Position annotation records

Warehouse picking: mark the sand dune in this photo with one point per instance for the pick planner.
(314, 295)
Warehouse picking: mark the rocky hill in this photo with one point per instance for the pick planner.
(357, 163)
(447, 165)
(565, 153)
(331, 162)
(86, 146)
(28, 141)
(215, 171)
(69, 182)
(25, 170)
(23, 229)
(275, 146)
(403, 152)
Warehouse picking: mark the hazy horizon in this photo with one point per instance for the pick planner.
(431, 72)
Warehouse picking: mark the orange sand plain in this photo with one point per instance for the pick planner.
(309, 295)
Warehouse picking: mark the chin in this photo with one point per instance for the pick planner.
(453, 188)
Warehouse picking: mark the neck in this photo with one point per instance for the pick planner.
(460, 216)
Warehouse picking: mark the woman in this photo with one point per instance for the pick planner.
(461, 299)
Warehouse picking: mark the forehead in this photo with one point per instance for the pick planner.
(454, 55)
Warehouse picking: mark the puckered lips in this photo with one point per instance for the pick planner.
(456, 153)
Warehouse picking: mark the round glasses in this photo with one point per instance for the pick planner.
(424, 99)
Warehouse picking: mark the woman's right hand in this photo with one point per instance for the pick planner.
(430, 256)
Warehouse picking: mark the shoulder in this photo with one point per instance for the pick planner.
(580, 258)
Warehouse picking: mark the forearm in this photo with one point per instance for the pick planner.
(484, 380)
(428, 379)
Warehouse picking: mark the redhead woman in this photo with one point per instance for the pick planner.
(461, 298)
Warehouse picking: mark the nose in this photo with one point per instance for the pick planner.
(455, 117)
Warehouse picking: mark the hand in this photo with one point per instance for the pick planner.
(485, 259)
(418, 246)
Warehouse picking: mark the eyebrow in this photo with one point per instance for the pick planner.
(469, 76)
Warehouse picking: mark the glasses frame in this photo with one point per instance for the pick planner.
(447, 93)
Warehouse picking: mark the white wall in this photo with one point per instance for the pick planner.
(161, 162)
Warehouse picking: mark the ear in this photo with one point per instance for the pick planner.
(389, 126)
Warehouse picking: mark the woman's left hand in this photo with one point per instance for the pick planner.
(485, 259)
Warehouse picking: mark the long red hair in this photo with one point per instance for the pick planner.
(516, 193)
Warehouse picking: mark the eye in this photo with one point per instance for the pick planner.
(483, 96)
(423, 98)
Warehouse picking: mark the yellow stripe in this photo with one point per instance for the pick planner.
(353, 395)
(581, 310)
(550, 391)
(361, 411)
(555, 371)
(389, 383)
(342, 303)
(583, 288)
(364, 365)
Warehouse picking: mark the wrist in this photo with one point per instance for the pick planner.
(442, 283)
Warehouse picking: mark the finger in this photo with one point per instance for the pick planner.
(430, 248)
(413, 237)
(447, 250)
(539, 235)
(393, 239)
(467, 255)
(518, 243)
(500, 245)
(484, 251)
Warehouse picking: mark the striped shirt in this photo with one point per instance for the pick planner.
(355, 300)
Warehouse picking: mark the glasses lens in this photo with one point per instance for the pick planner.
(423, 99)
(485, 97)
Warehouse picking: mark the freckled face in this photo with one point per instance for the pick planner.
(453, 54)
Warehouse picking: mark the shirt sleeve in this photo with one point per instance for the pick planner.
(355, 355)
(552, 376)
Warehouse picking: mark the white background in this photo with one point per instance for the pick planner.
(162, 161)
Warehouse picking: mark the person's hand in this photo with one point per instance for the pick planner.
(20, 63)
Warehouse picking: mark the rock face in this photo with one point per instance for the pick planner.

To be done: Scale the listing from the line containing "Warehouse picking: mark the freckled" through the end, rewriting every line including the requests. Multiply each coordinate in the answers by 1.1 and round to whole numbers with halves going up, and return only those lines.

Response to the exercise:
Warehouse picking: mark the freckled face in this photo with one point per instance for the pick planner.
(498, 59)
Warehouse picking: mark the shirt sleeve in this photo with one point per instance for the pick planner.
(391, 391)
(607, 414)
Warehouse picking: mark the white background in this photo with one point per instance for the pick planner.
(178, 177)
Warehouse picking: mark the person's hand in this photo with one point per instance for the pick planner.
(22, 69)
Warehouse picking: mark the rock face in this photo with one point per instance for the pick planner.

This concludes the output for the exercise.